_What to do_. Each line from the one containing "Target: front headlight" through the end of the records below must be repeated exactly, and no other line.

_Data for processing_.
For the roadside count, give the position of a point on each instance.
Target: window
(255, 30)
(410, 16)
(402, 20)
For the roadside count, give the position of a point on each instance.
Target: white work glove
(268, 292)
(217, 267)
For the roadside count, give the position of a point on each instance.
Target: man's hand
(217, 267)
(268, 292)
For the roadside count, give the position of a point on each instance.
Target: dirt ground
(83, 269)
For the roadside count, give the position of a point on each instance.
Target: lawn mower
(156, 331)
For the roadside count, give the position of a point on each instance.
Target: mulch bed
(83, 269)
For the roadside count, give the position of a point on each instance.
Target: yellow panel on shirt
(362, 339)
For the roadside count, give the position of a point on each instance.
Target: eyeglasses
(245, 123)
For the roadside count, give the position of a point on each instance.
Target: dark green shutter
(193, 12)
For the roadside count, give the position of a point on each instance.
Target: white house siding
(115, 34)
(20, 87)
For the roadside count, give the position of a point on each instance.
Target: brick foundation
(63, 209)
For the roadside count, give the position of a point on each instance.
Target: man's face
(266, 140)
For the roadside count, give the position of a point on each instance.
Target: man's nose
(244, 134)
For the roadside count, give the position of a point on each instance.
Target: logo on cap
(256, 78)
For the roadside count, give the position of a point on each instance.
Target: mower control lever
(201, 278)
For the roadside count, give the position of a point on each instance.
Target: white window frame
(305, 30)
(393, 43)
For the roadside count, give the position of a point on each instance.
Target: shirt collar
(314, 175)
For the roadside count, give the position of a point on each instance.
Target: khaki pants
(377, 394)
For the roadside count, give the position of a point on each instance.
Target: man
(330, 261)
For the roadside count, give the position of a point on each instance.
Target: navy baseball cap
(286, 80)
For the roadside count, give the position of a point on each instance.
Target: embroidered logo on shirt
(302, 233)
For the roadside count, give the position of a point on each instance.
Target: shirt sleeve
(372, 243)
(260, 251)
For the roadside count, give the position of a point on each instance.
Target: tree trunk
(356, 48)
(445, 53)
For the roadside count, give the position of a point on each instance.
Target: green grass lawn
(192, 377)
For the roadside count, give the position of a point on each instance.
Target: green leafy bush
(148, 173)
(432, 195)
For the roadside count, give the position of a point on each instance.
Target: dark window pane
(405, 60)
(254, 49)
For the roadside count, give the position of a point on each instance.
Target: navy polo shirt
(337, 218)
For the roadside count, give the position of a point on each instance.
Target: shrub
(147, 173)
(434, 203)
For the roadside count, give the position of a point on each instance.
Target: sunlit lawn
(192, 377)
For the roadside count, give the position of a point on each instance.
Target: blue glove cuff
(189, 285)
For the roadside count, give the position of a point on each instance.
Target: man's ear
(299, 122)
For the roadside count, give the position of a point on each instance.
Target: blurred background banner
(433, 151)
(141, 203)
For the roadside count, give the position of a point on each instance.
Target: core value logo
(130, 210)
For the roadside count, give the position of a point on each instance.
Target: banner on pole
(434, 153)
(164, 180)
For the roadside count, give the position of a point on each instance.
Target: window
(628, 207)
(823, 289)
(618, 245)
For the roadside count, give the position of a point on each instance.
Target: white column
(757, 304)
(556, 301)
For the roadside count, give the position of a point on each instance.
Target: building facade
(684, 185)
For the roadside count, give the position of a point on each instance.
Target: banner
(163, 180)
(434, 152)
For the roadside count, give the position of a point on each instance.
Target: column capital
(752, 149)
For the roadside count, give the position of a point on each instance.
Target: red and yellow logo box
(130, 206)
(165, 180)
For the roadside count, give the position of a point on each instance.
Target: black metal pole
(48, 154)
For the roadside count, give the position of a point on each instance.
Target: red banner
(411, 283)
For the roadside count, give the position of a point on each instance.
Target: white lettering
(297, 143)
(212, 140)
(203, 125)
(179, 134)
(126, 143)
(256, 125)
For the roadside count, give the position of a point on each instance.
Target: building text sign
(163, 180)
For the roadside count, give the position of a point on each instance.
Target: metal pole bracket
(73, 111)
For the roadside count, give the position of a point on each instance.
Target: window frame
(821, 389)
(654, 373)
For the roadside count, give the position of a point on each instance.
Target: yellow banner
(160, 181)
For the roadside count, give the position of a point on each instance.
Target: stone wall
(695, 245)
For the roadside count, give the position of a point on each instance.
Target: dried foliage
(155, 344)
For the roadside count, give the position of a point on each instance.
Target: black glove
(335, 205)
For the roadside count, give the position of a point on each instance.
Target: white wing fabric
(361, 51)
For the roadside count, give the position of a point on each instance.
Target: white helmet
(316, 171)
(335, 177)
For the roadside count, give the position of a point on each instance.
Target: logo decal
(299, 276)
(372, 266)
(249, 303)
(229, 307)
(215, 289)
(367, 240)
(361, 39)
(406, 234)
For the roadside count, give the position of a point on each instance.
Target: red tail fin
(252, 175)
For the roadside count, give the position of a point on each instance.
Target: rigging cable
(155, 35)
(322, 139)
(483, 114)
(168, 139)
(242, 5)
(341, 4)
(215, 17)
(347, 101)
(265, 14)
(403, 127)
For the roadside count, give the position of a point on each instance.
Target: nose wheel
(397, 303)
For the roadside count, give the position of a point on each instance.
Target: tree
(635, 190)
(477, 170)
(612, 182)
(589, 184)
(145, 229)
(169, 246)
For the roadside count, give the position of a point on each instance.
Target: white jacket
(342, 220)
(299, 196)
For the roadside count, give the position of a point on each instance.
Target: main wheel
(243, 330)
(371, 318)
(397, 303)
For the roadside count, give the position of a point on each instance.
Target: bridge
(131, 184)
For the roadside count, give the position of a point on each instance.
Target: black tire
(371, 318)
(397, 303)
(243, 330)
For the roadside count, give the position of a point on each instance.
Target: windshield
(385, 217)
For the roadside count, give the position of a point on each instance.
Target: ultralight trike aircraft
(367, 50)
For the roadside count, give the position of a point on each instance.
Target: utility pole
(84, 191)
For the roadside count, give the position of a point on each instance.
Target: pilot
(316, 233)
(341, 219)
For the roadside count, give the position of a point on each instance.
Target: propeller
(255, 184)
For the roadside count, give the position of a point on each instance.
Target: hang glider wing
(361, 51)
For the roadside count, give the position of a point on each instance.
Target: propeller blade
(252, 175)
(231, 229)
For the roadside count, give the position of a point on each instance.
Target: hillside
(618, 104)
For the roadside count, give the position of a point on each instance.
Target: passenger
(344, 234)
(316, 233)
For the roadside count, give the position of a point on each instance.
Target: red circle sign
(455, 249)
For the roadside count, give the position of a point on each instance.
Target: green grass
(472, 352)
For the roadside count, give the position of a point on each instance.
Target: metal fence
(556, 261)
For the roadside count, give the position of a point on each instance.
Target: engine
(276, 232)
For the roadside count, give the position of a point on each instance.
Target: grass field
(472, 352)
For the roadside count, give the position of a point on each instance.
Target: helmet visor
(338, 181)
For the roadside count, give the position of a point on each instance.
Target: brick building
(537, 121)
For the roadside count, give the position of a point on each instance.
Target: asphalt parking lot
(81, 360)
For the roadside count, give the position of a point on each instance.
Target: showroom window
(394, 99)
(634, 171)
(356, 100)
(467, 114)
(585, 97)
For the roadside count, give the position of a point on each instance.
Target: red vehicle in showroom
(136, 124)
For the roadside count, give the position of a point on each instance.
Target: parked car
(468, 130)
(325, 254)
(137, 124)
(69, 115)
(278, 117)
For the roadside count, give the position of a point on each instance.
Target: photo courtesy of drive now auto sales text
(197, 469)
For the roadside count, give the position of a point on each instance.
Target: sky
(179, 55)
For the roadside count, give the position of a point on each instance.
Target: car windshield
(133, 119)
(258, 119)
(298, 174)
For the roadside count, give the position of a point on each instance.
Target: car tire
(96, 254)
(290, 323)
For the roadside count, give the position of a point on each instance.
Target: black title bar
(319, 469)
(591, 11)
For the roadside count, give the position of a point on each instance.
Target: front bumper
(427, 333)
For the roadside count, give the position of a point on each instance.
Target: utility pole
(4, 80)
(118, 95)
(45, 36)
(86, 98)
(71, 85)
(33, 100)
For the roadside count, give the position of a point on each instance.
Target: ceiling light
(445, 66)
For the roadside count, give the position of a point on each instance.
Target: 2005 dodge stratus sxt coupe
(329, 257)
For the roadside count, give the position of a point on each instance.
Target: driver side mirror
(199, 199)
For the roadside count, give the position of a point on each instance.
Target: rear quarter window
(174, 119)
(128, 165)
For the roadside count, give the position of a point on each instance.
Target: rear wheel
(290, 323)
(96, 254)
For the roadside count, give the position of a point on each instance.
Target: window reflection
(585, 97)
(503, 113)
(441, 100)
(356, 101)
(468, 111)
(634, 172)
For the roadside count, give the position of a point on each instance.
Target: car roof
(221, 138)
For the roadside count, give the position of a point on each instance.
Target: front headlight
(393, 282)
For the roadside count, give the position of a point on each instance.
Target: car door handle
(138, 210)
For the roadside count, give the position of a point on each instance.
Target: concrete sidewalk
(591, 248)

_Written answer_.
Target: front headlight
(393, 282)
For the roadside count, give the position of a point on each instance.
Target: car door handle
(138, 210)
For the roadside count, give the position of a point on each instance.
Target: concrete sidewalk
(591, 248)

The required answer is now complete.